» Requirement: In every one of the records below, change "in this picture" to "in this image" and write the lines out again with nothing else altered. Leave the pictures out of your answer.

# # # # # # #

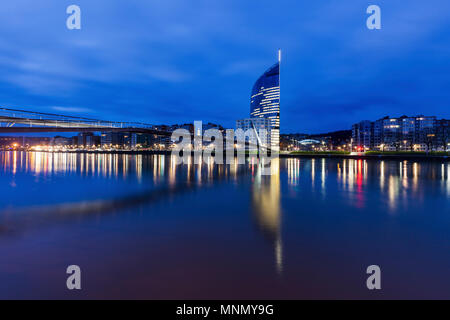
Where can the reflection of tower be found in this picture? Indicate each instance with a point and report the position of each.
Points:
(266, 208)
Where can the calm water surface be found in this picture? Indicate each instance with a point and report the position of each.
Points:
(142, 227)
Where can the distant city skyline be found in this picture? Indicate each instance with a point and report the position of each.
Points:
(171, 62)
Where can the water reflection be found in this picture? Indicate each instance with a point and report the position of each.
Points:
(393, 181)
(266, 207)
(358, 183)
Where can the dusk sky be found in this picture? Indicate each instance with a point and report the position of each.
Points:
(178, 61)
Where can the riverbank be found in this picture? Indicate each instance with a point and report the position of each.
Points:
(413, 156)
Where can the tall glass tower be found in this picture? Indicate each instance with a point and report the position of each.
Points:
(265, 101)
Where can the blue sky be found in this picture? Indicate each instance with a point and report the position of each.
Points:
(176, 61)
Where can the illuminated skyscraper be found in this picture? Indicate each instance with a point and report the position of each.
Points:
(265, 101)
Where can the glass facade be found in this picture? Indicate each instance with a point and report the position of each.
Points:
(265, 102)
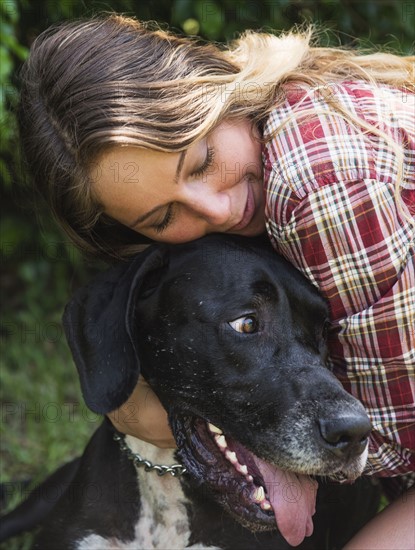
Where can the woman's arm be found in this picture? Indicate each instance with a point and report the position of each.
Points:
(143, 416)
(392, 529)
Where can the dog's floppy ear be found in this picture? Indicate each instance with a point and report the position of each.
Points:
(97, 323)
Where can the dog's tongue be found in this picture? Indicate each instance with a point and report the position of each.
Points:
(293, 498)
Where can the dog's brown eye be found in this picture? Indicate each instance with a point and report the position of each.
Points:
(245, 325)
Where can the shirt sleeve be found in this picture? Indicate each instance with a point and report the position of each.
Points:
(331, 211)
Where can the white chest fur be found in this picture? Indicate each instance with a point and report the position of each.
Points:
(163, 522)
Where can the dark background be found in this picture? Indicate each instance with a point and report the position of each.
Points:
(44, 421)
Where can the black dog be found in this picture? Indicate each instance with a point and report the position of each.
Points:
(232, 340)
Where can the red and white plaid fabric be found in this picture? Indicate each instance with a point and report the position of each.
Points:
(331, 211)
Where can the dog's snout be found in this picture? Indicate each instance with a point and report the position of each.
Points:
(345, 436)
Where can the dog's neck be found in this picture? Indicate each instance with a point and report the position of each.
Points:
(164, 521)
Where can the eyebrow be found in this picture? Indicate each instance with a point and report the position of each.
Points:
(148, 214)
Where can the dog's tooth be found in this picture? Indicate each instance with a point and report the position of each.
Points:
(214, 429)
(259, 494)
(243, 469)
(221, 441)
(231, 456)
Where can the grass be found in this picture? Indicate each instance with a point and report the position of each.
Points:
(44, 421)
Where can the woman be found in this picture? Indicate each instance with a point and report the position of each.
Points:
(133, 134)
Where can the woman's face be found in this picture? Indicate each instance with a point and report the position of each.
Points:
(214, 186)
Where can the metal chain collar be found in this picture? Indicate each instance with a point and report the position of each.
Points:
(174, 470)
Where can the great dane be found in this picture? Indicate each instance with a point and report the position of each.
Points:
(233, 340)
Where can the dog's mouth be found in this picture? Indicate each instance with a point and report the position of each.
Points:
(257, 494)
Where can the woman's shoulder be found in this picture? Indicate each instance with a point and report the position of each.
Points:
(325, 134)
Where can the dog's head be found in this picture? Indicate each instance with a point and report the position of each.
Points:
(233, 341)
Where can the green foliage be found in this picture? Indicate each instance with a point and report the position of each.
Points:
(40, 268)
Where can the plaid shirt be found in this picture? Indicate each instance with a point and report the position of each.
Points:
(331, 211)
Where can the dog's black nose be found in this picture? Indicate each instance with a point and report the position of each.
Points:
(345, 436)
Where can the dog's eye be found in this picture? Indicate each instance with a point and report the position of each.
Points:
(245, 325)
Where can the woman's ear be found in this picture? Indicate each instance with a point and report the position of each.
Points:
(97, 327)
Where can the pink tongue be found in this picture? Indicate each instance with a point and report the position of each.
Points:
(293, 498)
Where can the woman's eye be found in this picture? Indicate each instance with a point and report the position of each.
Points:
(245, 325)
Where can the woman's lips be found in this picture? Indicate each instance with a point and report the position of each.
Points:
(248, 213)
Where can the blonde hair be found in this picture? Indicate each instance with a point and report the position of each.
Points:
(92, 84)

# # # # # # #

» Answer below:
Where can the reflection of tower be found in this image? Indicate each instance with a point and report the position of each.
Points:
(266, 208)
Where can the calm water surface be found in this image? Indicate each instance with a point and report the position of each.
Points:
(142, 227)
Where can the distant city skyline be found in this image? Indicate each instance with a point and report the position of each.
Points:
(171, 62)
Where can the water reflection be found in this image? Indicate each instance with a point and report the position of each.
Points:
(393, 181)
(266, 207)
(358, 183)
Where can the dusk sky be found in this image? Indicate each instance with a point and report the position of each.
Points:
(178, 61)
Where can the riverbank be found in this image? Indicate each instance with a point and report the position of each.
Points:
(413, 156)
Where can the tall glass tower be found in this image? Indicate each instance with a point and report the position of each.
Points:
(265, 101)
Where can the blue sky be found in this image? Indicate each instance with a point and report the position of each.
Points:
(176, 61)
Where can the illuminated skyscraper be found in this image? Indicate each instance with a point and report the position of each.
Points:
(265, 101)
Where can the glass facade be found in this image? Indicate each instance with a point and report the position of each.
Points:
(265, 102)
Where can the woman's arm be found in this image? Indicate each instance with a point and report the position of each.
Points:
(143, 416)
(392, 529)
Where can the dog's floppy ear be found in this image? Indicate each instance with a point and report the position of each.
Points:
(97, 323)
Where can the dog's tongue be found in this image? Indicate each instance with a point and report the position of each.
Points:
(293, 498)
Where can the dog's brown eye be found in this image? Indicate each instance with a point and report the position of each.
Points:
(245, 325)
Where can the shirt sleeve be found in this image? Indicate each instance with a point and report the position of each.
Points:
(331, 211)
Where can the white chest fur be found in this image? Indicate each instance with a point and report the position of each.
Points:
(163, 522)
Where can the dark background be found in this image? Indicate each instance with a point and report the position of each.
Points:
(44, 421)
Where can the black dog be found in this image? Indicate each instance with a point and report the position of each.
Points:
(232, 340)
Where can the red and white plaid fabric be found in this image? Indicate each instance with a point and report the position of each.
Points:
(331, 211)
Where can the dog's snout be found in this image? Indicate each instance with a point and report the position of each.
Points:
(345, 436)
Where can the dog's neck be found in this image? Indicate each instance with a point and report the position of each.
Points:
(164, 521)
Where can the eyebrow be found in this image? Indicate each instance with a point and report the position of each.
Points:
(148, 214)
Where can the dog's tooth be found in this image? Indicate each instance with a point and report the position of each.
Points:
(214, 429)
(259, 494)
(243, 469)
(221, 441)
(231, 456)
Where can the grass be found in this image? Indicate each instance with a point and report the position of each.
Points:
(44, 421)
Where can the woman be found in this image? Indicate each instance with a point and report the position of each.
Points:
(133, 134)
Where can the woman's face be found in this image? Indicate each instance with a point and report the position of each.
Points:
(214, 186)
Where can the metal chain collar be found in this image? Indicate each instance with a point and report the position of each.
Points:
(174, 470)
Where can the great dane be found in this image? Indicate each instance with a point and report the position of each.
Points:
(233, 340)
Where can the dog's mouth be found in this image? Indicate each instance with a point and report the position of each.
Points:
(257, 494)
Where can the woman's shoulder be found in this image? Indicate each instance with a point and report the position of each.
Points:
(325, 134)
Where can the dog's head be found in this image? Indicate each instance with a point and report the position of each.
Points:
(233, 341)
Where can the green foliage be found in this image? Indicate each instance with a point and report the position of each.
Points:
(40, 268)
Where can the plaid shirt be found in this image? Indicate each instance with a point and report the position of each.
Points:
(331, 211)
Where can the dog's black nose be found in this image? Indicate each instance with a point and report the position of each.
Points:
(345, 436)
Where can the dog's eye be found in this image? Indicate each instance with a point and report the position of each.
Points:
(245, 325)
Where can the woman's ear be found in this image? Indicate each instance with a point and report the position of each.
Points:
(97, 327)
Where can the pink tongue be found in this image? Indicate each instance with a point and report the position of each.
Points:
(293, 498)
Where can the woman's eye be found in this image? Indicate each instance with a point and report the position of each.
Points:
(245, 325)
Where can the woman's lips be found in this image? Indicate each instance with a point and report the position of each.
Points:
(248, 213)
Where can the blonde hair be found in this image? Indicate each instance with a point and report the position of each.
Points:
(92, 84)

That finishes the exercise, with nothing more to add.